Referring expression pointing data
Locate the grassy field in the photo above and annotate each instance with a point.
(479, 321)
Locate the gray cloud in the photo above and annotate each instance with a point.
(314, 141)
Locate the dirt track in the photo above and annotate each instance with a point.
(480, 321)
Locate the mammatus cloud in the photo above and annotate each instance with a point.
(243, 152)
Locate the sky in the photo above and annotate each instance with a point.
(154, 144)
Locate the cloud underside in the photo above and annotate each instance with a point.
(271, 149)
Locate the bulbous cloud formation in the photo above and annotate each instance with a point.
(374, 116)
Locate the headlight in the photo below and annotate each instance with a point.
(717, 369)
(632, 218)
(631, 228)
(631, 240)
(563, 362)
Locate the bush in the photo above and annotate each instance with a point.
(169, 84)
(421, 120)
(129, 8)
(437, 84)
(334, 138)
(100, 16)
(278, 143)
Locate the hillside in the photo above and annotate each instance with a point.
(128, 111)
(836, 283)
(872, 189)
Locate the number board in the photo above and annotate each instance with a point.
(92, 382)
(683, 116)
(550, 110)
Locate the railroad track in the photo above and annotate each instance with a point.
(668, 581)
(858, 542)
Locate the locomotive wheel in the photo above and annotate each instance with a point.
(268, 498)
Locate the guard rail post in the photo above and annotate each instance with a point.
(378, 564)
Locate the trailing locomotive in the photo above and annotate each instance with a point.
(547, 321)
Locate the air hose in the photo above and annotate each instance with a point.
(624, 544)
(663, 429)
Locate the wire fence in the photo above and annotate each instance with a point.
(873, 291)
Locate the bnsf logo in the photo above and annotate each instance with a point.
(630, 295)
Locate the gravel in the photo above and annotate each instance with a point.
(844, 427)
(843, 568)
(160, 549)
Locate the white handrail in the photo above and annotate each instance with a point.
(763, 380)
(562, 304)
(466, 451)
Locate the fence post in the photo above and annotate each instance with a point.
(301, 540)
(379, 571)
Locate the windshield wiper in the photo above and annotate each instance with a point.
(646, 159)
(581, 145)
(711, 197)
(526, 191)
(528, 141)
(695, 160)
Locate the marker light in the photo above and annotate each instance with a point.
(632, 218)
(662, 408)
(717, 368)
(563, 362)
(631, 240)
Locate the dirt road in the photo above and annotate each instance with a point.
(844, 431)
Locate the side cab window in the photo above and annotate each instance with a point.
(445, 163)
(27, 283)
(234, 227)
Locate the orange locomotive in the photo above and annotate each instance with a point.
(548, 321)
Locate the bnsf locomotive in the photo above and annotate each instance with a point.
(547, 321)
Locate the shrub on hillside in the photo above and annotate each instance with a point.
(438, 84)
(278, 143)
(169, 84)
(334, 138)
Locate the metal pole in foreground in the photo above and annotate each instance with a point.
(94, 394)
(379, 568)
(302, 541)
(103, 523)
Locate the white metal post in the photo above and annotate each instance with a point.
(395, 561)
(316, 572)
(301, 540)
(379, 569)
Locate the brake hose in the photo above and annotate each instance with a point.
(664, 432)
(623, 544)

→ **INSTRUCTIONS FOR THE TASK**:
Exact copies of the lines from the one holding "Locate the metal" to the end of the entries are all that should be written.

→ **EXERCISE ANSWER**:
Locate the metal pole in foreground in the photo above and annotate each instance with a point.
(94, 394)
(379, 568)
(302, 541)
(103, 523)
Locate the white metal post in the photo above and annotate each instance with a point.
(395, 561)
(316, 572)
(301, 540)
(379, 569)
Locate the brake hose in the photo above and annotate each instance with a point.
(664, 432)
(623, 544)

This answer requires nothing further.